* Work item:
Answer these questions from the Sanada Maru text below.
(a) Which two rivers enclose the Uemachi plateau?
(b) Who built the Sanada Maru?
(c) Until what period did the Pax Tokugawa last?

* Quoted passage:
□ □ □ □ □ □ □
Small fortification attached to Osaka castle

The Sanada Maru (真田丸 （さなだまる）, Sanada Maru) was a small fortification attached to Osaka castle. It is famous for being impregnable and playing a key role in defending the castle in the winter of 1615. Later, it was forcefully destroyed despite being exempt from the reconciliation condition.

==Background==
Osaka castle was built on the Uemachi plateau enclosed by the Yodo River and the Yamato River. It was well fortified to the north but weakly guarded to the southern Tennōji plateau. Sanada Yukimura built the fortification in front of the outer moat, at the Kuruwa port, at the southeastern Hirano-guchi (平野口) gate and beside the Kuromon-guchi (黒門口) gate. Due to its position, Sanada Maru became an obstacle to the main Tokugawa force during the Siege of Osaka.

By 1615, after its destruction, the tower keep era had reached its peak and construction declined with the establishment of the Pax Tokugawa, which lasted until the Meiji period in the late 19th century.
□ □ □ □ □ □ □
Saved entries:

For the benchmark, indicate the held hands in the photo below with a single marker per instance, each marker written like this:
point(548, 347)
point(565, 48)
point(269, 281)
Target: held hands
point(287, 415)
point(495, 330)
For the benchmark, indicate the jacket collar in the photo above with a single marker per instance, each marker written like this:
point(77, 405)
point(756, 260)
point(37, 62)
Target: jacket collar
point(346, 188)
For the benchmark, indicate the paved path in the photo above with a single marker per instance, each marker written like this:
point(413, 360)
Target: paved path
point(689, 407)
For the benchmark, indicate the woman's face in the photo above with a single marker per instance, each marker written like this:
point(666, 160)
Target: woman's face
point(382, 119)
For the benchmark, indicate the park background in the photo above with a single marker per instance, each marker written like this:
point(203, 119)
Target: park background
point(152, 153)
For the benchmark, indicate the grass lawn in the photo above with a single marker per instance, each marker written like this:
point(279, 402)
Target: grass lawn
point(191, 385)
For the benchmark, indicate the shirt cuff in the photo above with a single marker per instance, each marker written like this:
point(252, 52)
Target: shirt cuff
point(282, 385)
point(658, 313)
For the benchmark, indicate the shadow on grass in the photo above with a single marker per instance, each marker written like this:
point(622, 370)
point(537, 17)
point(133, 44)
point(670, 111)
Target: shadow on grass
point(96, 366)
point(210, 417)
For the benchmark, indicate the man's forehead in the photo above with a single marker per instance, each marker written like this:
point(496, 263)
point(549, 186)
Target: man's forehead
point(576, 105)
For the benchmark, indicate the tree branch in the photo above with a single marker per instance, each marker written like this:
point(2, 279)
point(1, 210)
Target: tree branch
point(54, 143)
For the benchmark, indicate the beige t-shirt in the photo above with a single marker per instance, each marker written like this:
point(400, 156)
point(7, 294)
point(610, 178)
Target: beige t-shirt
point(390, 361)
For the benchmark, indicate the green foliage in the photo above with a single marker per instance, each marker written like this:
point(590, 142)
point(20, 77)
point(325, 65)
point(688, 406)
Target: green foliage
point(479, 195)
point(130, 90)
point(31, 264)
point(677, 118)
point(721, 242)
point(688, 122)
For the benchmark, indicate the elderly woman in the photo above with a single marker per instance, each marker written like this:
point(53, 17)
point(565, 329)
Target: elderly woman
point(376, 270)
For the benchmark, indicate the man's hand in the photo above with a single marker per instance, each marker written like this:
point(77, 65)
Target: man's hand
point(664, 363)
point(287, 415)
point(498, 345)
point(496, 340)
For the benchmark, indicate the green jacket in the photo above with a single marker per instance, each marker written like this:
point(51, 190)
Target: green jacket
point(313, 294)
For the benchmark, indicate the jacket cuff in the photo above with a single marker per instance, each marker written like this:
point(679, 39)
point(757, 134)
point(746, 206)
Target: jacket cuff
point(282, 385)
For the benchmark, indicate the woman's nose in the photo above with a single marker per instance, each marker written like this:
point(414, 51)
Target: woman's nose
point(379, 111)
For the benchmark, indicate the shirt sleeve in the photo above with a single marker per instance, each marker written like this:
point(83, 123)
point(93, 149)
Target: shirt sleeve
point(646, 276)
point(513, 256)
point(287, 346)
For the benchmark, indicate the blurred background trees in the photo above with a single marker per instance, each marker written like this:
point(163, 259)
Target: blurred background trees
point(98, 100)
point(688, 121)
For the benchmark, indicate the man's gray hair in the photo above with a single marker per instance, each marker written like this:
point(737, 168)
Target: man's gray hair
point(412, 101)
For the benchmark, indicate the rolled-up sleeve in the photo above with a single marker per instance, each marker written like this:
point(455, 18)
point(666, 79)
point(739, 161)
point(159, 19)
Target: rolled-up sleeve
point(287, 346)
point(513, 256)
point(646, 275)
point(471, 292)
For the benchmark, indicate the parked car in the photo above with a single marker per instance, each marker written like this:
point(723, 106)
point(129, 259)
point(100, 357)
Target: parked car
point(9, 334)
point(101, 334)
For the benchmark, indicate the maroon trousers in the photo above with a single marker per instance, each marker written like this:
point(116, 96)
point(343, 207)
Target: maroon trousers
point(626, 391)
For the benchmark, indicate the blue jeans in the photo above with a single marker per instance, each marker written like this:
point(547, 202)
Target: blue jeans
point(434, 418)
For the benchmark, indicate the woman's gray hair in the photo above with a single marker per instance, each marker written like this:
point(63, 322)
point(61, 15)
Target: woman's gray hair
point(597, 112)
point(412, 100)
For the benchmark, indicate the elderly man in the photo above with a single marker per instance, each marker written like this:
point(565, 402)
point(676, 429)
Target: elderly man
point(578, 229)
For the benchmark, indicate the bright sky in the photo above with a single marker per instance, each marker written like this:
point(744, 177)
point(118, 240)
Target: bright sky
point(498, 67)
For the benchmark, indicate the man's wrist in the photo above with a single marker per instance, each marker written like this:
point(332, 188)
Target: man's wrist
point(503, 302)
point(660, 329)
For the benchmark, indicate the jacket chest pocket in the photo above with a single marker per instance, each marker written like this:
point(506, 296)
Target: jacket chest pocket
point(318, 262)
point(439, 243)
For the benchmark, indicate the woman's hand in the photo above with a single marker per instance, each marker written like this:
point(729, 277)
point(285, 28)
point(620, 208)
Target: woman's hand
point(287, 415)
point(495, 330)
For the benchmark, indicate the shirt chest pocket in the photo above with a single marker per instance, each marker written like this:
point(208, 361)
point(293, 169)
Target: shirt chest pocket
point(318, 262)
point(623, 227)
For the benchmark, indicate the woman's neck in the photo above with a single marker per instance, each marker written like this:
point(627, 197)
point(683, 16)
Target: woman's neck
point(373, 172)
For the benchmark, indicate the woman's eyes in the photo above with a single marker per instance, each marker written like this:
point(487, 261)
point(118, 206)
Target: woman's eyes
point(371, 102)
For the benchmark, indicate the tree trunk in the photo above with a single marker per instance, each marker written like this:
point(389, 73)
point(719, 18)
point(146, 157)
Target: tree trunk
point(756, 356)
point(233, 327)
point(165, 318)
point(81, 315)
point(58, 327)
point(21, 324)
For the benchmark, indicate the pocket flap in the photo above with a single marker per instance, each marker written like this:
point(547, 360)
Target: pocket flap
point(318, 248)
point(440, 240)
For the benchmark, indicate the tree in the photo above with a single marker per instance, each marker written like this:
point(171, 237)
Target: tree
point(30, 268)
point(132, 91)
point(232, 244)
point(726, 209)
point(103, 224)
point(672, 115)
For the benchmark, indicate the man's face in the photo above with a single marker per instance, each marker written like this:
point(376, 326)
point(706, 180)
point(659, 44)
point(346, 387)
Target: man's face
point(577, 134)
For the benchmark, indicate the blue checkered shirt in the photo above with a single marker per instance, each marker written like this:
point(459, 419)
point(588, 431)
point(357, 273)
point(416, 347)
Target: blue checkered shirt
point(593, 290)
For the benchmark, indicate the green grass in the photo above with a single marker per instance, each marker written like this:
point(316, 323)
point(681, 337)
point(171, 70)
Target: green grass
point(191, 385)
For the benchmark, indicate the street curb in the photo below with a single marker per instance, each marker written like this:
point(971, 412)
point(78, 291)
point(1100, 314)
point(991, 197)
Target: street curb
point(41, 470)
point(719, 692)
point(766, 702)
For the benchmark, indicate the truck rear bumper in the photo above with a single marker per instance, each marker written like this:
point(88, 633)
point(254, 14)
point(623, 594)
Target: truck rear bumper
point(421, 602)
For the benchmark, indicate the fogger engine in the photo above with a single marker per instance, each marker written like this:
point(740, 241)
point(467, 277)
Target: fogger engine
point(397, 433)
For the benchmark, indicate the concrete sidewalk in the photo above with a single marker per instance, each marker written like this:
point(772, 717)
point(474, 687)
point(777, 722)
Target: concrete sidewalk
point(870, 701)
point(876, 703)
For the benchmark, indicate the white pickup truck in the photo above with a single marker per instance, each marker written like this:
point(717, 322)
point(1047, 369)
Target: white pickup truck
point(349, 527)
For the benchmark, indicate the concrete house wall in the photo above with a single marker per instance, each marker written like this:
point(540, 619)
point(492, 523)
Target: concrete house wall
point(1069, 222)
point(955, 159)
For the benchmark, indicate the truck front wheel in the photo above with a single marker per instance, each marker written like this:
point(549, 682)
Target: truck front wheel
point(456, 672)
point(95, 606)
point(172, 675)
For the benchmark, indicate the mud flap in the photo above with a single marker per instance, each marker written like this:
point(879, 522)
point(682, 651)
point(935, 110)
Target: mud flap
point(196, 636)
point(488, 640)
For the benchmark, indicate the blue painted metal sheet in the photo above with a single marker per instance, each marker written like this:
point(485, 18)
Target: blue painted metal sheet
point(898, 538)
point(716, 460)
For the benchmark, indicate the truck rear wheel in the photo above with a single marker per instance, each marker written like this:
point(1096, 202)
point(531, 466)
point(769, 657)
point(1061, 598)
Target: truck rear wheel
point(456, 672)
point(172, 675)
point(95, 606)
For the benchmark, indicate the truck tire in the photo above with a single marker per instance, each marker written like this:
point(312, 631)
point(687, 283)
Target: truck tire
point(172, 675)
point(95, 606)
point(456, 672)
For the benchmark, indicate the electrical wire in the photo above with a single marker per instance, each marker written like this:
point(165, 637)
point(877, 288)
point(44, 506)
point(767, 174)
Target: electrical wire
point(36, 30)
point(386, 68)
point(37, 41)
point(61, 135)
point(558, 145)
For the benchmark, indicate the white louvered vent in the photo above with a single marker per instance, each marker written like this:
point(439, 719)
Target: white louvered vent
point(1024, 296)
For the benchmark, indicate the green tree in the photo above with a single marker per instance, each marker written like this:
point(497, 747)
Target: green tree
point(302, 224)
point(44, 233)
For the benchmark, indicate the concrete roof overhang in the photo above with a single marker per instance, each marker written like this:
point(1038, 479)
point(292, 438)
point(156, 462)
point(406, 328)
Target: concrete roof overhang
□ □ □ □ □ □ □
* Output:
(a) The Yodo River and the Yamato River.
(b) Sanada Yukimura.
(c) The Meiji period, in the late 19th century.